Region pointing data
=== Section Start ===

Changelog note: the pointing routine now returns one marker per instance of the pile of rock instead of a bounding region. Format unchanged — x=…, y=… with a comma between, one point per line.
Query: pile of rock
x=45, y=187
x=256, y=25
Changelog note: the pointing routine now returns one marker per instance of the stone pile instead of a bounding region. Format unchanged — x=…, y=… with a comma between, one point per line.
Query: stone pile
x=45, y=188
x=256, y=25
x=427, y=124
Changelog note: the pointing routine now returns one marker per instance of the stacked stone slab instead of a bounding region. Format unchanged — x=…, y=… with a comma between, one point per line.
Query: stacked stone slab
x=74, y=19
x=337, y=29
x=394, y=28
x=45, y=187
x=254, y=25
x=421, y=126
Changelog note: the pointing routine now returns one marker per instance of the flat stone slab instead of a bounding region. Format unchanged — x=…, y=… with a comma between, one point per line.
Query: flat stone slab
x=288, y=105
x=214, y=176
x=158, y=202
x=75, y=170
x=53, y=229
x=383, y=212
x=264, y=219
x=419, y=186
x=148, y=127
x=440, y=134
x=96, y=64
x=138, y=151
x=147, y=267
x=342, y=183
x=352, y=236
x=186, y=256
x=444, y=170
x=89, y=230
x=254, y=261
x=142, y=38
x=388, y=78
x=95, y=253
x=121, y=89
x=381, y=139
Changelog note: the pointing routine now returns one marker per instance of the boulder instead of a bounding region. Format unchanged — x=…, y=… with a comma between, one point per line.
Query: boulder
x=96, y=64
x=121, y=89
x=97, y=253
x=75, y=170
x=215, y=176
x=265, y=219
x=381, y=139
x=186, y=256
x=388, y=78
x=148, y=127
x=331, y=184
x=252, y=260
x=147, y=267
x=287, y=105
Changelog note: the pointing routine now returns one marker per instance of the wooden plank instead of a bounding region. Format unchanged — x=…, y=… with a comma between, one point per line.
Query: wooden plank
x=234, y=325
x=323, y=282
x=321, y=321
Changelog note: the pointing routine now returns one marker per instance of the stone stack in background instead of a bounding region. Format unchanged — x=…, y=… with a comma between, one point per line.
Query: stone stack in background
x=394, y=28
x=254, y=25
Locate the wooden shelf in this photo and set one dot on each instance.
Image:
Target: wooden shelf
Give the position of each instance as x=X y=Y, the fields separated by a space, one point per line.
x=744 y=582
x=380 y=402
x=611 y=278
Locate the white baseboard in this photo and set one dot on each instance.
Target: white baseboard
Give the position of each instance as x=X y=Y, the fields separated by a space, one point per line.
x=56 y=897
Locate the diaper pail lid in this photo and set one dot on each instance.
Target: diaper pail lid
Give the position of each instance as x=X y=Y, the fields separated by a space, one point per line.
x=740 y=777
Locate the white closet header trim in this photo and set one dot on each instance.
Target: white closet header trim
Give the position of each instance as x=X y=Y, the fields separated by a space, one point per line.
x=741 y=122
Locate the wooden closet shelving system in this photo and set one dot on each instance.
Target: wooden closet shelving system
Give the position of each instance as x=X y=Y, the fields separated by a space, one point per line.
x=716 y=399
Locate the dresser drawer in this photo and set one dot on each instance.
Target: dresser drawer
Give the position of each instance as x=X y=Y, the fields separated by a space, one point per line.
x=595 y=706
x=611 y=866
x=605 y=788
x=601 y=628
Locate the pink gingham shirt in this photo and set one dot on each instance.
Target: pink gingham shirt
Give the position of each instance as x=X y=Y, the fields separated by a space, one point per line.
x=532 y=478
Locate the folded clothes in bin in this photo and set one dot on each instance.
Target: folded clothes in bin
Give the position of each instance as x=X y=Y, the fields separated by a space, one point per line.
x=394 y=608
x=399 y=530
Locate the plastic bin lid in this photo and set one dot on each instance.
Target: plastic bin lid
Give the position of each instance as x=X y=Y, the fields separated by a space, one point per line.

=== Section End ===

ASSIGNMENT: Nothing above should be left out; write out every record exactly.

TASK SOLUTION:
Changelog note: the pointing routine now returns one marker per instance of the pile of rock instead of a bounding region. Format unchanged — x=…, y=… with a comma between, one point per line.
Query: pile of rock
x=45, y=187
x=256, y=25
Changelog note: the pointing routine now returns one marker per instance of the stone pile instead of a bounding region. Format unchanged — x=…, y=… with a comma between, one point per line.
Query: stone pile
x=45, y=188
x=256, y=25
x=427, y=124
Changelog note: the pointing routine now returns one marker per instance of the stacked stone slab instead of a bounding region. Format unchanged — x=…, y=… with a comma between, one point per line.
Query: stacked stone slab
x=74, y=19
x=337, y=29
x=394, y=28
x=45, y=187
x=254, y=25
x=421, y=126
Changelog note: the pointing routine now returns one marker per instance of the flat stone slab instead of a bounding region. Format unchanged — x=…, y=… with a comma between, one point per line.
Query: flat stone slab
x=288, y=105
x=214, y=176
x=158, y=202
x=75, y=170
x=53, y=229
x=383, y=212
x=264, y=219
x=419, y=186
x=148, y=127
x=440, y=134
x=96, y=64
x=138, y=151
x=147, y=267
x=342, y=183
x=352, y=236
x=186, y=256
x=444, y=170
x=89, y=230
x=254, y=261
x=142, y=38
x=388, y=78
x=95, y=253
x=121, y=89
x=381, y=139
Changelog note: the pointing routine now returns one marker per instance of the boulder instead of a bounding region. Format unchanged — x=…, y=… with a comma between, one point per line.
Query: boulder
x=96, y=64
x=121, y=89
x=97, y=253
x=75, y=170
x=215, y=176
x=265, y=219
x=381, y=139
x=186, y=256
x=388, y=78
x=148, y=127
x=331, y=184
x=252, y=260
x=147, y=267
x=287, y=105
Changelog note: the pointing routine now returns one marker per instance of the wooden plank instead of a bounding region. Format unchanged — x=…, y=… with a comma between, one point per line.
Query: wooden plank
x=234, y=325
x=323, y=282
x=321, y=321
Changelog note: the pointing routine now returns one marker per instance of the stone stack in background instead of a bounding region. Format unchanged — x=…, y=… with a comma between, one point per line.
Query: stone stack in background
x=394, y=28
x=254, y=25
Locate the wooden shelf in this photo and set one dot on each instance.
Image:
Target: wooden shelf
Give the position of each instance as x=X y=Y, the fields separated by a space, one point per line.
x=744 y=582
x=380 y=402
x=611 y=278
Locate the white baseboard in this photo and set one dot on each instance.
Target: white baseboard
Give the position of each instance as x=X y=Y, the fields separated by a space, one point per line.
x=56 y=897
Locate the diaper pail lid in this photo and set one dot on each instance.
Target: diaper pail lid
Give the position of each instance as x=X y=Y, the fields separated by a space, one point per line.
x=740 y=777
Locate the white closet header trim in this photo and set one dot on each instance.
Target: white closet header trim
Give the position of each instance as x=X y=Y, the fields separated by a space, one point per line.
x=741 y=122
Locate the wooden closet shelving system in this photo and set one dot on each instance.
Target: wooden closet shelving system
Give the position of each instance as x=X y=Y, the fields separated by a space, one point per line.
x=716 y=399
Locate the dresser drawer in this photo and set one dot on each instance.
Target: dresser drawer
Give the position of each instance as x=X y=Y, the fields separated by a space, one point per line.
x=595 y=706
x=611 y=866
x=605 y=788
x=601 y=628
Locate the pink gingham shirt in this photo and set one dot on each instance.
Target: pink gingham shirt
Give the position of each instance as x=X y=Y, the fields separated by a space, one point per line.
x=532 y=478
Locate the folded clothes in bin in this photo and set one dot on each instance.
Target: folded clothes in bin
Give the position of each instance as x=X y=Y, the fields separated by a space, one point per line.
x=394 y=608
x=399 y=530
Locate the plastic bin lid in this photo and set one dot on each instance.
Target: plastic bin lid
Give the position of each instance as x=X y=Y, the fields separated by a space, one point per line.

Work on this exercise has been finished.